* Text section
◇ ◇ ◇

Trust, or what political scientists sometimes prefer to characterize on an aggregate level as “social capital”, has been used as a theoretical tool to differentiate between countries and societies when it comes to their overall performance, not least in macroeconomic terms, the legitimacy of their ruling elites, the general well-being of their inhabitants, and the democratic credibility of their institutions. A high degree of distrust would result in low figures in all these categories. Higher degrees of trust, on the other hand, would make societies more likely to advance further along their current path — towards more progress, more efficiency, a stronger rule of law, more social welfare, etc. That is a proposition that political scientist Bo Rothstein has been making repeatedly. A state of accepted “legal corruption”, conducted by a law-breaking elite which dictates the rules of the game solely to their own benefit, would be a loss of “social capital” and eventually lead to the “self-destruction” of stable social relations, Rothstein argues — most eloquently in a book from 2011, The Quality of Government: Corruption, Social Trust, and Inequality in International Perspective.[27] The collapse of social relations would in turn make such things as group solidarity and common moral standards a mere illusion. Instead, “Grab what you can” would be a quite rational behavior as long as social distrust and corrupt inclinations are the norms of everyday life.

A reasonable assumption is that transitional societies, those in the process of shaping new institutions and electing leaders without much experience in central or local government, may be extremely sensitive to the balance of trust and distrust.[28] As a “newborn citizen”, how far can you rely on anybody outside the private sphere? To what extent are people, under uncertain circumstances, prepared to invest confidence in public matters? If you can’t predict anything, because a promise is worth nothing, if there is no honesty among fellow citizens and an atmosphere of suspicion prevails in the hearts of ordinary people, what then can you hope for, or strive after? As Piotr Sztompka has remarked, whatever remained of civil society in Poland after ages of foreign rule, and then dictatorship in the name of socialism, inevitably became a “civil society in conspiracy”, with a legacy of hostility and alienation in the relations between state and citizens. “Any deeper association with state institutions, politics, regimes — like taking governmental office, accepting a seat in the parliament, enrolling in the ruling party — was considered as polluting, stigmatizing, something akin to treason.” The legacy has been a private-mindedness, the retreat to what Sztompka calls “private, imaginary enclaves”.[29] And this collective mood then continues, and flourishes, in the enthusiasm of surrounding oneself with walls and fences.

◇ ◇ ◇

* Records supplied

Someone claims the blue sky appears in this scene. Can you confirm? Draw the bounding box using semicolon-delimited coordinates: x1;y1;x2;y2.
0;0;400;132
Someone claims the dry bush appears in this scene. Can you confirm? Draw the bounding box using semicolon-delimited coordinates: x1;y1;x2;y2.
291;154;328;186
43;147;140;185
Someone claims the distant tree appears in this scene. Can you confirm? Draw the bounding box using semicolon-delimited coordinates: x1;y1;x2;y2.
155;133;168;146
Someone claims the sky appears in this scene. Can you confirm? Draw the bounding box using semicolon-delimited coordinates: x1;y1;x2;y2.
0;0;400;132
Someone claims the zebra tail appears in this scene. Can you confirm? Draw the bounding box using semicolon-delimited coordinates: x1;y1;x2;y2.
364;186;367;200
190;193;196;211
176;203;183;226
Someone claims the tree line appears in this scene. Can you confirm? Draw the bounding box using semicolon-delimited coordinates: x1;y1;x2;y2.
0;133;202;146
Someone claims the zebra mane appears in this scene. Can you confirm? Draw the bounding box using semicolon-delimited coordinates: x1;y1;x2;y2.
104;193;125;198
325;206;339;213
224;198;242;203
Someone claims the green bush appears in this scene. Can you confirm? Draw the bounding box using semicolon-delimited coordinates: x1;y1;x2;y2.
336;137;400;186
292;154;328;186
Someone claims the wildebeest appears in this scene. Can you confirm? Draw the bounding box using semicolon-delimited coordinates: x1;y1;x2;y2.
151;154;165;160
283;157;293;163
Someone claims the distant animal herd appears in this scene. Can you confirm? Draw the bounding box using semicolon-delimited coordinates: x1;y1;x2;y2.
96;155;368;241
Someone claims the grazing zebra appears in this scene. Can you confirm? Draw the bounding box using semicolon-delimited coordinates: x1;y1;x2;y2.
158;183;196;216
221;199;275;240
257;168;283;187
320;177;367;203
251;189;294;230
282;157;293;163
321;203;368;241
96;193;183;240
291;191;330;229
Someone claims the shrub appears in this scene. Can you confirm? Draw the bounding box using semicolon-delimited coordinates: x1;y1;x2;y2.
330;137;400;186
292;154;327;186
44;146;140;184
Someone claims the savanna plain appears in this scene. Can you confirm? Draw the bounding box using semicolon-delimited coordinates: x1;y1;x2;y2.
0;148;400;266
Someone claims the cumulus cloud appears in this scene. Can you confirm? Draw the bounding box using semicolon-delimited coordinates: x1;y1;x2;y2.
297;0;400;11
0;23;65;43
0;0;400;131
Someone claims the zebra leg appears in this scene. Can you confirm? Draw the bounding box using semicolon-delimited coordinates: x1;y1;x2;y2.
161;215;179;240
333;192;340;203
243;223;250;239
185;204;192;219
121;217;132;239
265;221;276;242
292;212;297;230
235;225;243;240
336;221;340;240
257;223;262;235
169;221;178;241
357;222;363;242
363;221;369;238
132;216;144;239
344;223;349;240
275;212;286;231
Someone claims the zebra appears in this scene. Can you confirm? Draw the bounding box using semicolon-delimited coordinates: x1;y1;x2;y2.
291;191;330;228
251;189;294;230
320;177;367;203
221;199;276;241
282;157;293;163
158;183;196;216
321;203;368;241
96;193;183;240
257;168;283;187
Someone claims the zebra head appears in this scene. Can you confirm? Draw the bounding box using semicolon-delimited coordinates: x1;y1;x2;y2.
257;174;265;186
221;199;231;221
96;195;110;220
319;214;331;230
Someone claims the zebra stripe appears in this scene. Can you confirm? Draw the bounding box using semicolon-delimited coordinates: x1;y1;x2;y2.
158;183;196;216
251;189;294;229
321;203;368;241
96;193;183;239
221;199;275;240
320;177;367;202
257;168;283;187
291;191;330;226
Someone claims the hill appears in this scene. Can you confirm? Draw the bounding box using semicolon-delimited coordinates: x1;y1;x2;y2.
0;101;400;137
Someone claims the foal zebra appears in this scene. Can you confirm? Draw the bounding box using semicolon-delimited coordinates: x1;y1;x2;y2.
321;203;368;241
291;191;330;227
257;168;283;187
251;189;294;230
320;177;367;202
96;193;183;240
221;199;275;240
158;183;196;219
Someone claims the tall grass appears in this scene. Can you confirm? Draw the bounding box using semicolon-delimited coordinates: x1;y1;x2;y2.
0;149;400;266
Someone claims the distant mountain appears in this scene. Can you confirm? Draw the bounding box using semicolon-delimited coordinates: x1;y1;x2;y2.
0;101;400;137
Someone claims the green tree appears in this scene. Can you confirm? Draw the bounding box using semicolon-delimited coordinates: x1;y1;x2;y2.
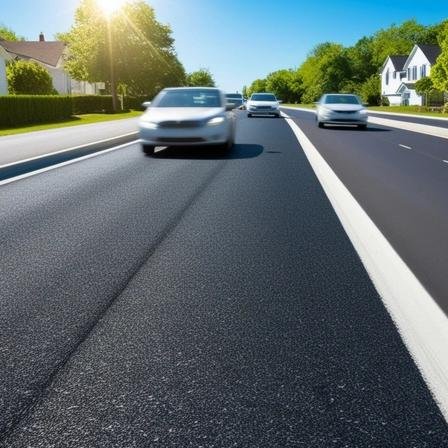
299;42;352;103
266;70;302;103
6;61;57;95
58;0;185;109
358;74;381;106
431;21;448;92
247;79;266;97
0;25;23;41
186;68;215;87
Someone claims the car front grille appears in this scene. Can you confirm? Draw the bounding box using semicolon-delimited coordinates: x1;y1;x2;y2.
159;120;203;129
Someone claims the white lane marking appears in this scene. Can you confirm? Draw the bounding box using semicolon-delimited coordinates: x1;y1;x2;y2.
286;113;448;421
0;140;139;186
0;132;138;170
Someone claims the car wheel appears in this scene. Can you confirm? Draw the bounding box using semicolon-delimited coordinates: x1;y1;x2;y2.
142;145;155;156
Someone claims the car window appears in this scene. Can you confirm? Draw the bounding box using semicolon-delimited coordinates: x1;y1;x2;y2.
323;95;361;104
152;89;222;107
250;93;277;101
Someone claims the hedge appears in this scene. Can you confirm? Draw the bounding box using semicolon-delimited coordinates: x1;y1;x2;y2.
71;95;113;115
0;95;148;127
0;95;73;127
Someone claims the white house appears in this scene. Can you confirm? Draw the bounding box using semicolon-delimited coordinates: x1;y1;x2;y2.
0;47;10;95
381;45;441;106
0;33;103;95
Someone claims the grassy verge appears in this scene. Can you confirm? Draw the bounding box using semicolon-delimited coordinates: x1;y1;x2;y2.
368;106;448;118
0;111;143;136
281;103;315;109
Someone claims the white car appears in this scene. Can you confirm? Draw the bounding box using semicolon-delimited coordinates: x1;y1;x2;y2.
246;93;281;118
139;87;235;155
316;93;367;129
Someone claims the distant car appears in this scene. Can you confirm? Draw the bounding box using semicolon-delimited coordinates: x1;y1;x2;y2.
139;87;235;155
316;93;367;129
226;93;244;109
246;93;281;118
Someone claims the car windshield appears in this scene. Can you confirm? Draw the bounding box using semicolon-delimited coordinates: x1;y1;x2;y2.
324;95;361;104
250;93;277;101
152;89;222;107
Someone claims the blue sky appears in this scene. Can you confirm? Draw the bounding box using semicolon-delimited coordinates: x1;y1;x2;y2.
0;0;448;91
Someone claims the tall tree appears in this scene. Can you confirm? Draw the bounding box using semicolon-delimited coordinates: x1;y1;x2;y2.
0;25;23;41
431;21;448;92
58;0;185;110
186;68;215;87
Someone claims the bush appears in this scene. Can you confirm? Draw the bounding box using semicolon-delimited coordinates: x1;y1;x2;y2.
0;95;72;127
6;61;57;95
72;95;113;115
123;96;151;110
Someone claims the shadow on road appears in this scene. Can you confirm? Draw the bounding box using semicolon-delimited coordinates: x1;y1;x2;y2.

◇ ◇ ◇

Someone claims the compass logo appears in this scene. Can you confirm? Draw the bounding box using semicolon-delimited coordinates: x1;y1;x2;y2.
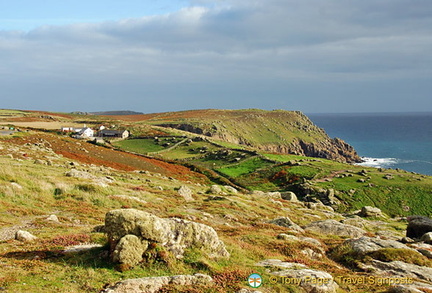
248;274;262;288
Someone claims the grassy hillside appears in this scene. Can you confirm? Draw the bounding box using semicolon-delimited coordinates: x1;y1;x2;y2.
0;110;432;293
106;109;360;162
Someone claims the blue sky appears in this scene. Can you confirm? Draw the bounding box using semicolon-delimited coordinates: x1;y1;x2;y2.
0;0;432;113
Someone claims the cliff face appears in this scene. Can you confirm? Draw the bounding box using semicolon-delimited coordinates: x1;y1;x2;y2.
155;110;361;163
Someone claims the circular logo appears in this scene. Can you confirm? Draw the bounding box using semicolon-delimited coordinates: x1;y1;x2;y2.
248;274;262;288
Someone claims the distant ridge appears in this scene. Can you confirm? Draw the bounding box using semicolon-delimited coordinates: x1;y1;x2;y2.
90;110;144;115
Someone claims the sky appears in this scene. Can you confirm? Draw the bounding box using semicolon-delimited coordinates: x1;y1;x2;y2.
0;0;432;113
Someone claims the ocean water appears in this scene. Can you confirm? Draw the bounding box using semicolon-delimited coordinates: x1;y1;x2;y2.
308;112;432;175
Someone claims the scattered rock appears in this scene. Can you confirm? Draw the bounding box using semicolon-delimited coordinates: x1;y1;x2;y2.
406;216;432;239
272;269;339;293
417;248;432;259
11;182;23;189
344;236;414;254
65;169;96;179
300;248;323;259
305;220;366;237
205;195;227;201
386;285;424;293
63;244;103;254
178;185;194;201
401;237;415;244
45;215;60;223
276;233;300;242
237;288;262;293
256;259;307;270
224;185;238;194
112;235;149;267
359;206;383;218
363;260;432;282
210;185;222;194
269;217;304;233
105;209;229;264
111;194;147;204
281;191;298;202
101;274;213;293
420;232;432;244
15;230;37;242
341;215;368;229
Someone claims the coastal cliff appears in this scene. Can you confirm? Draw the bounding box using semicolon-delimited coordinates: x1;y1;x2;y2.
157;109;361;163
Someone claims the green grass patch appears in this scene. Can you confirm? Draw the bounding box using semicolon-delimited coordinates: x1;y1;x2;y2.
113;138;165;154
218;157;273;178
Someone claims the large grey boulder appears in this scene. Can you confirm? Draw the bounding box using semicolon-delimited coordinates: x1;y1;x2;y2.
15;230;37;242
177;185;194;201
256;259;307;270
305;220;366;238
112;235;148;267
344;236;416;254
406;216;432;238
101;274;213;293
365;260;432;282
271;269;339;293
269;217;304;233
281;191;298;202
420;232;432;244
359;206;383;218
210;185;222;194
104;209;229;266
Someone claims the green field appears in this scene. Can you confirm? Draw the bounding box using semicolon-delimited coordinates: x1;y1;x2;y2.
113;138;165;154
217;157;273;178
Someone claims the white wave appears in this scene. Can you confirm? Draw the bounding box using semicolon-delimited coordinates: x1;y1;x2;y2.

◇ ◇ ◇

* Directives
1. In the passage on social trust, what does Piotr Sztompka say remained of civil society in Poland?
2. Return each line of the rows that contains the word "tall".
The passage and the rows have no connection to each other.

* Responses per task
1. It became a "civil society in conspiracy."

2.
Someone claims the tall grass appears in this scene. Can you confirm? Draw the bounding box using semicolon-delimited coordinates: x1;y1;x2;y2.
Someone claims the tall tree appears in this scene. Can you confirm? Draw the bounding box using semicolon-delimited coordinates: x1;y1;x2;y2.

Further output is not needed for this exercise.